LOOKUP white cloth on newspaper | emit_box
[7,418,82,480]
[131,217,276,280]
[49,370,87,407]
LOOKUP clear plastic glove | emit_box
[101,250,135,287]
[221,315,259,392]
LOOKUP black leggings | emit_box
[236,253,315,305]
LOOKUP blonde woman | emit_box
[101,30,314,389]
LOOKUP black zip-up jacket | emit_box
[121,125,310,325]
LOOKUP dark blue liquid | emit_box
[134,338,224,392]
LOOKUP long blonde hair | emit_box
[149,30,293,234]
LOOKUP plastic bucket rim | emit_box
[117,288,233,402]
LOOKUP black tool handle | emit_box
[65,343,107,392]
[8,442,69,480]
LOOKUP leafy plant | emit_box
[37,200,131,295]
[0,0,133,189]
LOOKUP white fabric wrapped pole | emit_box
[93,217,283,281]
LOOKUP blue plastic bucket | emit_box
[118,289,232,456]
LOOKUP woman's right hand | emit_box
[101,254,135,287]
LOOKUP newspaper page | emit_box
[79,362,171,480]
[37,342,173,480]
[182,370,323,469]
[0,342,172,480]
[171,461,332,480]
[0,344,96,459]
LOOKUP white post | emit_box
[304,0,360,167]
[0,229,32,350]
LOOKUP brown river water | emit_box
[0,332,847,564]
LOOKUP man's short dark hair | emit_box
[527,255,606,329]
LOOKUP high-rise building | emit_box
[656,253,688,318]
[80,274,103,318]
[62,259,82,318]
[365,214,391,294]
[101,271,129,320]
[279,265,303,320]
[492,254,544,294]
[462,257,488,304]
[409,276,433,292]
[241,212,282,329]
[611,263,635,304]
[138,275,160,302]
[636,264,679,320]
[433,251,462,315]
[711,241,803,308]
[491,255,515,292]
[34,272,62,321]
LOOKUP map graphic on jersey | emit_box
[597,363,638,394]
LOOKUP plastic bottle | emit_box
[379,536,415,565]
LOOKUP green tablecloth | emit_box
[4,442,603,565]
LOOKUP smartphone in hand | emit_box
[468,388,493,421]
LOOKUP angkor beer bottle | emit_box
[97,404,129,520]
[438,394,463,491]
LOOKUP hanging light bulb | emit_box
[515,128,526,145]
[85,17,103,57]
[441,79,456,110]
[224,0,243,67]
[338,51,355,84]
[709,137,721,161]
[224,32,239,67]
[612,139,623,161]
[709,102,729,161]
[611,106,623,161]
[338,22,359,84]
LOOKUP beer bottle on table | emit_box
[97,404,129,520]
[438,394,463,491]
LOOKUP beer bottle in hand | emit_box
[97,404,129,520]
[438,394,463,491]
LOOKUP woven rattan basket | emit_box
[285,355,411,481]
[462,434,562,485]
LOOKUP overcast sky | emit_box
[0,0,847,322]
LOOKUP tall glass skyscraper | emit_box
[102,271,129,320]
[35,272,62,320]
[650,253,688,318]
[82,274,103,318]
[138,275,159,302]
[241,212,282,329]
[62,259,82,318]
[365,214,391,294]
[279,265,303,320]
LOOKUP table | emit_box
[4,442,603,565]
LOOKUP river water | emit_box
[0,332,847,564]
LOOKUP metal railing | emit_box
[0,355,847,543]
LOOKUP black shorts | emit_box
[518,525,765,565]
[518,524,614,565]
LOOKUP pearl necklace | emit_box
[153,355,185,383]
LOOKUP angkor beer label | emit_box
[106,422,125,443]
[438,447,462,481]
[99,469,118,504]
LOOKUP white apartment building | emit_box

━━━━━━━━━━━━━━━━━━━━━━━━━━━━━━

**The task**
Which rows above contain the word "plastic" in that exact case? Copy each of those rows in full.

**Solution for this problem**
LOOKUP clear plastic glove | emit_box
LOOKUP plastic bucket rim | emit_box
LOOKUP blue plastic bucket | emit_box
LOOKUP plastic bottle | emit_box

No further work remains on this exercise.